- _Problem_
Go through the listing below from the line containing "query | city street" to its last line, retyping each line exactly and nothing else.

- _Exercise input_

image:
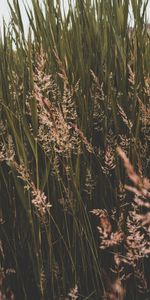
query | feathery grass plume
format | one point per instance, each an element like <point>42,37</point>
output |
<point>107,236</point>
<point>125,119</point>
<point>73,293</point>
<point>55,131</point>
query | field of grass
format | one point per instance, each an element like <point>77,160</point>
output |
<point>75,152</point>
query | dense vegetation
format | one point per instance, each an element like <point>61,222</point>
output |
<point>75,152</point>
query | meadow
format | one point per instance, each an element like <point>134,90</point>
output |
<point>75,152</point>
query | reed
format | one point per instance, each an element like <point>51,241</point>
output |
<point>72,92</point>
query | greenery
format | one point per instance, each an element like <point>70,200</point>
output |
<point>71,92</point>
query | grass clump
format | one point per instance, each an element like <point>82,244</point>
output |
<point>74,96</point>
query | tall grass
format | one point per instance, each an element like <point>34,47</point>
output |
<point>71,92</point>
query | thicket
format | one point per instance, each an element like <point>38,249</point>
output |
<point>75,152</point>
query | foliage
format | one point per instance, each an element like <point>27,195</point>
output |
<point>70,93</point>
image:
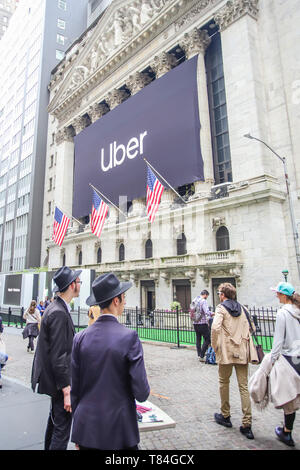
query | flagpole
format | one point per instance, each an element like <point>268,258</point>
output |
<point>165,181</point>
<point>102,195</point>
<point>80,223</point>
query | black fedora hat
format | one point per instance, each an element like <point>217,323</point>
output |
<point>64,277</point>
<point>106,287</point>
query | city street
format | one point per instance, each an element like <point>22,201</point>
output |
<point>181,386</point>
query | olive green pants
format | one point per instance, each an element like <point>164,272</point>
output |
<point>241,370</point>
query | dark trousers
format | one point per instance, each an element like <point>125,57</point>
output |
<point>59,425</point>
<point>202,331</point>
<point>126,448</point>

- _Response box_
query | city street
format | one point per instance, each an element like <point>22,201</point>
output |
<point>181,386</point>
query | olive green pants
format | one point per instance, each an element like <point>164,272</point>
output |
<point>241,370</point>
query | dark trousers
format | one point per instance, each an element like <point>125,57</point>
output |
<point>59,425</point>
<point>202,331</point>
<point>126,448</point>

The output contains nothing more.